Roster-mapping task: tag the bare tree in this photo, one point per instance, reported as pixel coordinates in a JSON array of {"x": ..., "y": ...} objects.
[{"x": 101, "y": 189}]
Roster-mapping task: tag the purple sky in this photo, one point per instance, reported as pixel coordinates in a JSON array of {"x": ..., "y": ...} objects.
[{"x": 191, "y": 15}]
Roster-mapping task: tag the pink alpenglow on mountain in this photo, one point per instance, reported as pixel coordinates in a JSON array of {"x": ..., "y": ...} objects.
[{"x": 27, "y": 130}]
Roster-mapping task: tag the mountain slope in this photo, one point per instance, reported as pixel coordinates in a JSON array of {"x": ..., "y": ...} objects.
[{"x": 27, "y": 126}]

-----

What the exercise asks. Each record must be duplicated exactly, with none missing.

Result for this exercise.
Roster-mapping task: tag the bare tree in this photo, one point per instance, reported as pixel coordinates in a JSON array of {"x": ..., "y": ...} objects.
[{"x": 101, "y": 189}]
Roster-mapping task: tag the purple sky in this photo, one point per instance, reported as pixel coordinates in a JSON array of {"x": ..., "y": ...} objects.
[{"x": 191, "y": 15}]
Roster-mapping task: tag the pink alpenglow on mountain in this photo, one point per instance, reported as pixel coordinates in a JSON array of {"x": ..., "y": ...} objects.
[{"x": 27, "y": 130}]
Roster-mapping task: tag the mountain slope in this photo, one point per instance, reported as pixel coordinates in a JSON array of {"x": ..., "y": ...} objects.
[{"x": 27, "y": 126}]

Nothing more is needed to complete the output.